* **Indicación A**: Filtra el listado y copia cada línea que contenga la cadena "rocky", distinguiendo entre mayúsculas y minúsculas.

* **Fragmento del texto**:
▬▬▬▬▬▬
Leí este libro en el instituto, cuando estaba en Bachillerato. De aquella época recuerdo con desagrado casi todas las lecturas obligadas, aunque de algunas de ellas a duras penas recuerdo trozos del argumento. Nunca he sido buena en las cosas que tenía que hacer por imposición, y la lectura no era una excepción. Sin embargo, con los años he aprendido que hay un momento para cada cosa, y puede ser muy diferente la impresión de un libro cuando tiempo después lo lees por elección.
Recordaba vagamente el argumento de esta novela, pero todavía andaba rodando por mi casa (que no me entusiasmara no quiere decir que no siga siendo un clásico y posiblemente incluso una futura lectura obligada para mis hijos, así que ahí la tengo). Este año me he puesto como objetivo ampliar mis lecturas a clásicos y a otros géneros fuera de mis favoritos, y también releer algunos que en su momento no acabaron de llenarme pero creo que merecen otra oportunidad. Y este ha sido uno de esos casos.
▬▬▬▬▬▬
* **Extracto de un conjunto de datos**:

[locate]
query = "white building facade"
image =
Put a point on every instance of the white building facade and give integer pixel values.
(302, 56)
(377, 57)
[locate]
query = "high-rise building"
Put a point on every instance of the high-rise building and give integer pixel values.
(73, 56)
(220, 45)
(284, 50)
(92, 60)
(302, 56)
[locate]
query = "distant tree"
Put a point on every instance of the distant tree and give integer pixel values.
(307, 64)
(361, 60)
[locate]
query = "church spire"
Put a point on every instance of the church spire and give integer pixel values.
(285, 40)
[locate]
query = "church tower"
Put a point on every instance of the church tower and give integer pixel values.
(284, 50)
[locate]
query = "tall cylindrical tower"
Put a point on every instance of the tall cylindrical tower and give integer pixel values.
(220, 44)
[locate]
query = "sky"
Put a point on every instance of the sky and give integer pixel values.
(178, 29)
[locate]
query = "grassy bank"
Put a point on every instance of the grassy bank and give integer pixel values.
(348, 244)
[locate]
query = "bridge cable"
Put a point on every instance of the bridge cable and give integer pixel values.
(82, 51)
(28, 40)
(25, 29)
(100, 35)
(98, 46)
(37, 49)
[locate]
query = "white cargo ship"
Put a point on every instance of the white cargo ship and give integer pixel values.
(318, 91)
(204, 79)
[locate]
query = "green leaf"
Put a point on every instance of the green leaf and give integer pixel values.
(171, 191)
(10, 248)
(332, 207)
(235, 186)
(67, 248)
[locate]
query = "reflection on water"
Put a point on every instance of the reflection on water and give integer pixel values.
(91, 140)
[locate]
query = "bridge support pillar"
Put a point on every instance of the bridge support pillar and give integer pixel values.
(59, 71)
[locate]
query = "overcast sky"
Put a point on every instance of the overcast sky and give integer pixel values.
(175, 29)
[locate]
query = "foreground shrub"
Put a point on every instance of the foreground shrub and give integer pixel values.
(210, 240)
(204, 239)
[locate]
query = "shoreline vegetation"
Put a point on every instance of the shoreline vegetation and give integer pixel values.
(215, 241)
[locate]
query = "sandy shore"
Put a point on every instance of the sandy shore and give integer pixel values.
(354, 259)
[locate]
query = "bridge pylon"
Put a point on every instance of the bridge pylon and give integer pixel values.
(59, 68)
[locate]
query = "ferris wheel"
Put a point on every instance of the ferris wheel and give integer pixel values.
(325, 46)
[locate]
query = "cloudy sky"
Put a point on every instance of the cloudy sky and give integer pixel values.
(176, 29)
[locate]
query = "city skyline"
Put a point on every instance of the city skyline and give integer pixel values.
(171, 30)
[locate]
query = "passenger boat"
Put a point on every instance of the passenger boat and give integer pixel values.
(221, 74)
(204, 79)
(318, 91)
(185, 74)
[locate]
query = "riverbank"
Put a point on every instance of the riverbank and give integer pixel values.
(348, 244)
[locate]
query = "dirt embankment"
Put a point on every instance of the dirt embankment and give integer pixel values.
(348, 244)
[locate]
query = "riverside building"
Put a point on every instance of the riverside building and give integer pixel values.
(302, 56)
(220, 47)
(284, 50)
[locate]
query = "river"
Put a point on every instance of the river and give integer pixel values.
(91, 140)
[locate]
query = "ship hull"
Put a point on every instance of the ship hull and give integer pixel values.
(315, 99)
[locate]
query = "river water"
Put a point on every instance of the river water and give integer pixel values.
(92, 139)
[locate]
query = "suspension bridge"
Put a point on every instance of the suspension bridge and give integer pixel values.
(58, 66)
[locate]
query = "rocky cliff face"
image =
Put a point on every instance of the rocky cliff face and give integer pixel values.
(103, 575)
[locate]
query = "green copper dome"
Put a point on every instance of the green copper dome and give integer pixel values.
▬▬▬▬▬▬
* **Indicación B**: Por favor, prosigue el texto sobre la relectura de una novela del instituto a partir de su última oración.

* **Respuesta escrita A**:
query = "rocky cliff face"
Put a point on every instance of the rocky cliff face and give integer pixel values.

* **Respuesta escrita B**:
SINOPSIS:
Fahrenheit 451: la temperatura a la que el papel se enciende y arde. Guy Montag es un bombero y el trabajo de un bombero es quemar libros, que están prohibidos porque son causa de discordia y sufrimiento.El Sabueso Mecánico del Departamento de Incendios, armado con una letal inyección hipodérmica, escoltado por helicópteros, está preparado para rastrear a los disidentes que aún conservan y leen libros. Como 1984, de George Orwell, como Un mundo feliz, de Aldous Huxley, Fahrenheit 451 describe una civilización occidental esclavizada por los medios, los tranquilizantes y el conformismo.La visión de Bradbury es asombrosamente profética: pantallas de televisión que ocupan paredes y exhiben folletines interactivos; avenidas donde los coches corren a 150 kilómetros por hora persiguiendo a peatones; una población que no escucha otra cosa que una insípida corriente de música y noticias transmitidas por unos diminutos auriculares insertados en las orejas.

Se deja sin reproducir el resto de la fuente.